═════ SOURCE MATERIAL
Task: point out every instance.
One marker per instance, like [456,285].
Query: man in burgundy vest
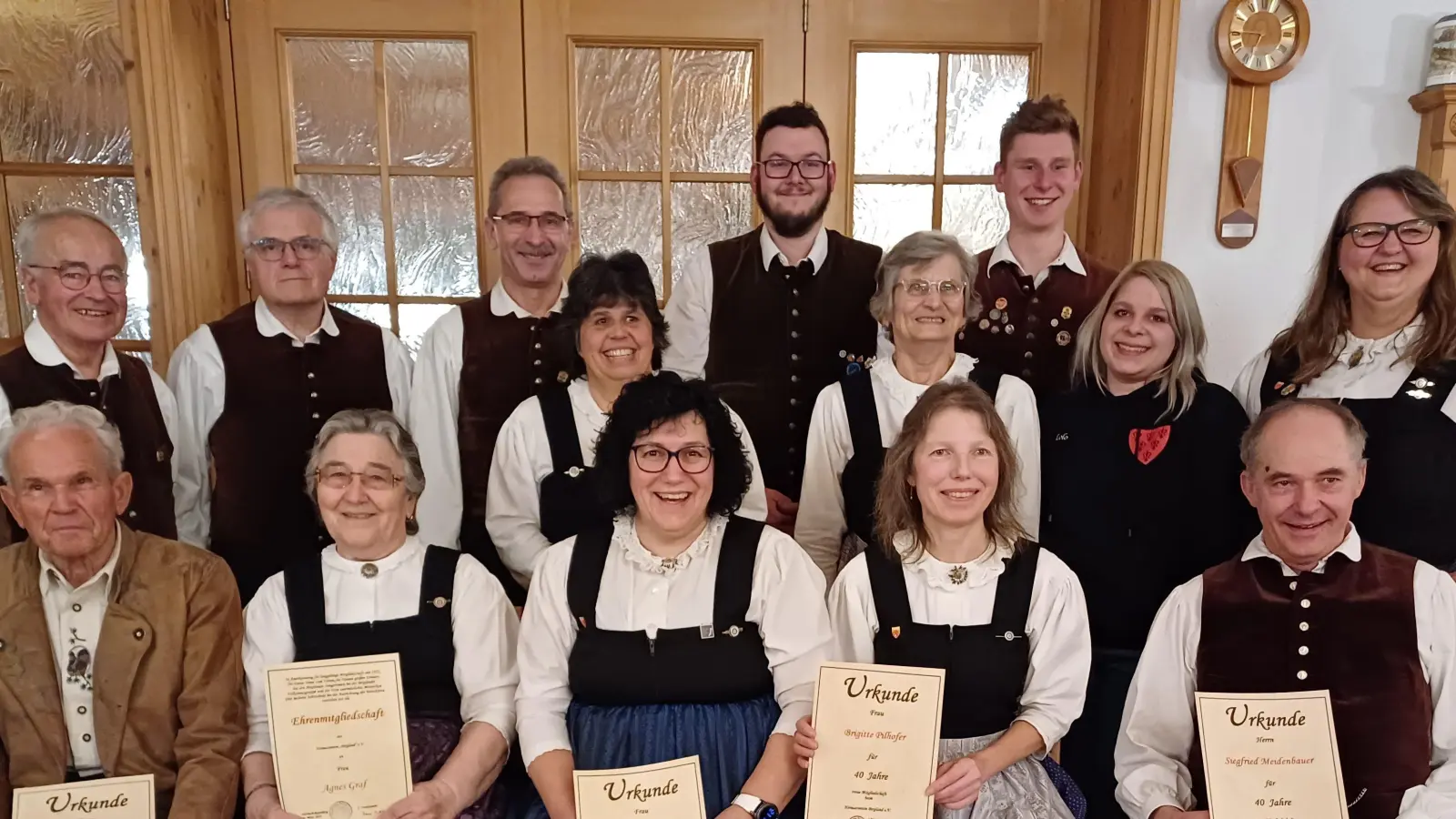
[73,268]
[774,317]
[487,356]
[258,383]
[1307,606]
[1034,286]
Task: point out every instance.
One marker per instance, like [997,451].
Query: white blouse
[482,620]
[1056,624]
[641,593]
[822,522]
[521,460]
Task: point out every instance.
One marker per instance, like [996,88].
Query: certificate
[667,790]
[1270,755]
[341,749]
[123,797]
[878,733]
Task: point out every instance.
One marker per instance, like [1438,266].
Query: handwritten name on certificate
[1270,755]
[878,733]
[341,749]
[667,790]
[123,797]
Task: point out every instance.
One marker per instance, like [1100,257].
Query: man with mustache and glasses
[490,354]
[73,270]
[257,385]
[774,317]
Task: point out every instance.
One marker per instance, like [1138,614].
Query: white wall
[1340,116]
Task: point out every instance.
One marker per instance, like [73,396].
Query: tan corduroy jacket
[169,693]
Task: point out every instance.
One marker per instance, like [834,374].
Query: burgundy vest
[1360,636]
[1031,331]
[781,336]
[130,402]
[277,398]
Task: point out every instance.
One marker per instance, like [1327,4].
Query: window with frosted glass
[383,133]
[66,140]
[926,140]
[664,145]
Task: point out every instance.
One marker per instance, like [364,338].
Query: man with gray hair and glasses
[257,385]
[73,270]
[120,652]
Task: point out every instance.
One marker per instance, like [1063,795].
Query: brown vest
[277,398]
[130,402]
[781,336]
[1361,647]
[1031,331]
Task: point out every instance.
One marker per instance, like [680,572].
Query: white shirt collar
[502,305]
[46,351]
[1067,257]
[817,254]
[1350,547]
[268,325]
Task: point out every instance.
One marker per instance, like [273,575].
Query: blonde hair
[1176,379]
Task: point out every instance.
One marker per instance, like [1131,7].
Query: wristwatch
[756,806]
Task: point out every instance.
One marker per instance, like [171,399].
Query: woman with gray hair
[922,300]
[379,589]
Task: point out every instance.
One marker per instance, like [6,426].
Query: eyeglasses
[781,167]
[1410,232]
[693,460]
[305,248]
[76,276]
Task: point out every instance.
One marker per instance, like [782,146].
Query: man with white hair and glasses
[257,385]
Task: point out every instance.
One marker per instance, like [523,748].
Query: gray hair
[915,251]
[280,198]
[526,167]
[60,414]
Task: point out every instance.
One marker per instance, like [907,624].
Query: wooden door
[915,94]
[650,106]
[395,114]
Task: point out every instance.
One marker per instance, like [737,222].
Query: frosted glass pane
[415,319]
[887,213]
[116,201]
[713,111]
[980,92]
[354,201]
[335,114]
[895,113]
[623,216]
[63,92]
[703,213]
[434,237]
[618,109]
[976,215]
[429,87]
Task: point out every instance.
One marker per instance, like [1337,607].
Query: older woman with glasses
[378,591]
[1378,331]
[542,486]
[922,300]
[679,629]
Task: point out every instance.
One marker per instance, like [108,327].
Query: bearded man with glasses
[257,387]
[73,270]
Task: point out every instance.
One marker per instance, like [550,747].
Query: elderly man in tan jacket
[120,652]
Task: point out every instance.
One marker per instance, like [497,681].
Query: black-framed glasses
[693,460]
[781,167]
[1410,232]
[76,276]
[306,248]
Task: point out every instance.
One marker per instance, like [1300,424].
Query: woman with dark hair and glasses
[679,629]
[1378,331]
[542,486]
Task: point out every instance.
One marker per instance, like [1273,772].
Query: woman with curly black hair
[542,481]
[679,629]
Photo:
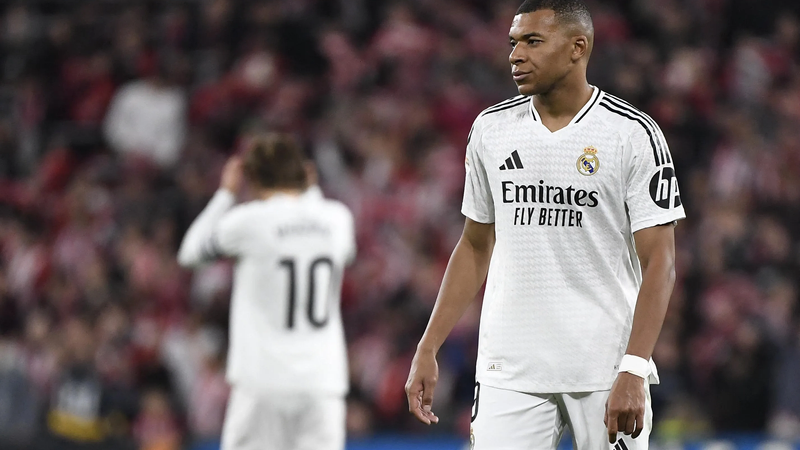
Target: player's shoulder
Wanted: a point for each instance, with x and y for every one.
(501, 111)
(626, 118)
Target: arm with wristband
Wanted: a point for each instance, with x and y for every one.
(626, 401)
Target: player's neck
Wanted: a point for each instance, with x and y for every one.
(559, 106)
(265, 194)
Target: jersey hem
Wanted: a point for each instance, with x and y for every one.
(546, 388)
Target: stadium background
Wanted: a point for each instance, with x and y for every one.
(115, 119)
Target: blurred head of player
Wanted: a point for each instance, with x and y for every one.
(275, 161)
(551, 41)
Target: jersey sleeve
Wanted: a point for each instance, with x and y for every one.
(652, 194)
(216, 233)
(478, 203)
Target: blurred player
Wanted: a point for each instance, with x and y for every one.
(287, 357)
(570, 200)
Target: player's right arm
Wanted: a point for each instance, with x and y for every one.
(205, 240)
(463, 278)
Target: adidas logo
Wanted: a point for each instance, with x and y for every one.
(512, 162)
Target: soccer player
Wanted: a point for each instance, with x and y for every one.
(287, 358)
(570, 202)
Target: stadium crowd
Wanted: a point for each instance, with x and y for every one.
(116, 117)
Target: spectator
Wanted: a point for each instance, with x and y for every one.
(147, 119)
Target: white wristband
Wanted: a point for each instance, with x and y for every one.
══════════
═════ SOURCE MATERIAL
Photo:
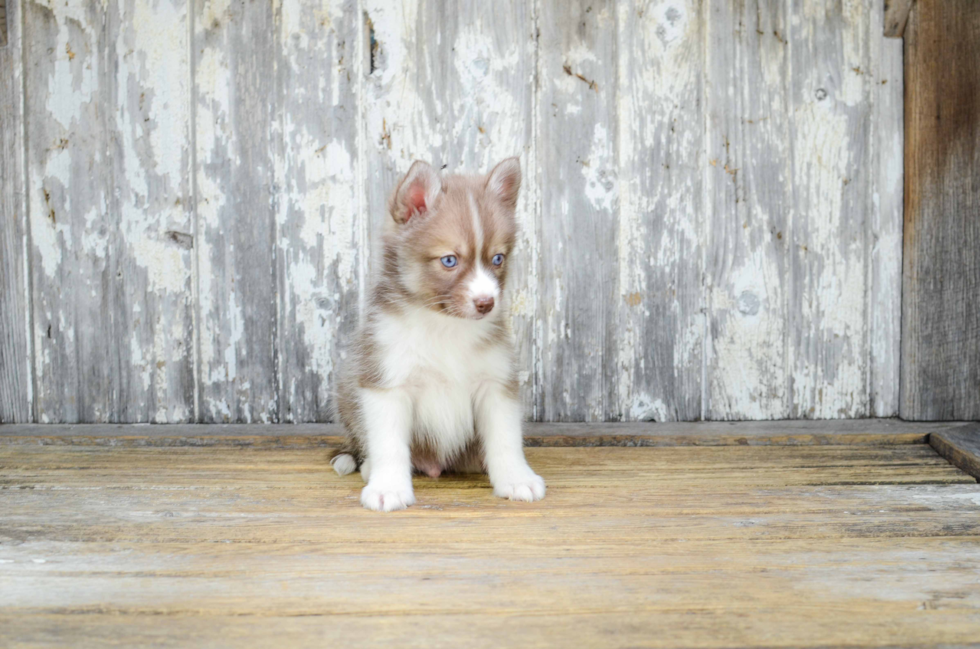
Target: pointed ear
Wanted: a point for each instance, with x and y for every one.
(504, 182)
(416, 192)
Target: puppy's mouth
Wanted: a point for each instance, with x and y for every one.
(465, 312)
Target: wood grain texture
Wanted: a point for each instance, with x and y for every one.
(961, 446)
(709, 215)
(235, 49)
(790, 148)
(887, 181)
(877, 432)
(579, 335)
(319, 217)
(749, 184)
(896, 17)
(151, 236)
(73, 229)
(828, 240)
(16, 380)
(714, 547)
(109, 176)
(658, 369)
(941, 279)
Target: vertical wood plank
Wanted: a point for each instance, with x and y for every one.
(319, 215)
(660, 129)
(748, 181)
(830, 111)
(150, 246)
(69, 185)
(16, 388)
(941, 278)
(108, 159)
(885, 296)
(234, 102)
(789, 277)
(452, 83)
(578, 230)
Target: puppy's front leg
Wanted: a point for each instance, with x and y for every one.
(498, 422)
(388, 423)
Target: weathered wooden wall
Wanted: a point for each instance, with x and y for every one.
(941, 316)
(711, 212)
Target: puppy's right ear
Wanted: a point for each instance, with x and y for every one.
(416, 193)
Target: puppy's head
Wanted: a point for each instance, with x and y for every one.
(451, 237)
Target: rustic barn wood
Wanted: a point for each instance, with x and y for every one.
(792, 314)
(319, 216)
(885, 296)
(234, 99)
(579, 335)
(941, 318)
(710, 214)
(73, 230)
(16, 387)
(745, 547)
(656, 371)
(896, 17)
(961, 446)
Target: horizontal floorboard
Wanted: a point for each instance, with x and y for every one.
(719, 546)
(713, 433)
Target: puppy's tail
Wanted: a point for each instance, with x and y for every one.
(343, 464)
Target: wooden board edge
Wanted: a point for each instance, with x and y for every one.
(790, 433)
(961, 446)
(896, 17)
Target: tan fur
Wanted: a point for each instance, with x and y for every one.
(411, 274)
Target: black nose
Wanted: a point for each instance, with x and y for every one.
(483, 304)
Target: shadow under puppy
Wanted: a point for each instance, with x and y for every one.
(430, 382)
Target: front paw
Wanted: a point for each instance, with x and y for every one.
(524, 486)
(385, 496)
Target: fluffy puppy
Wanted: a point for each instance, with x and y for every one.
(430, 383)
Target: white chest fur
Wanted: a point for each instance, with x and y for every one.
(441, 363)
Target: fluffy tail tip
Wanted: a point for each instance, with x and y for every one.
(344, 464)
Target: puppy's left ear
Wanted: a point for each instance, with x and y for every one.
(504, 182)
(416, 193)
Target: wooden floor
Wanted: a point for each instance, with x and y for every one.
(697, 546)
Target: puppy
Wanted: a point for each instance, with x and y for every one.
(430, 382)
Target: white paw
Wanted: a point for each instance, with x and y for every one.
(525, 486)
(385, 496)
══════════
## [GIVEN REQUEST]
Count the lines of the records above that contain the word "white". Give only the number.

## [RESULT BELOW]
7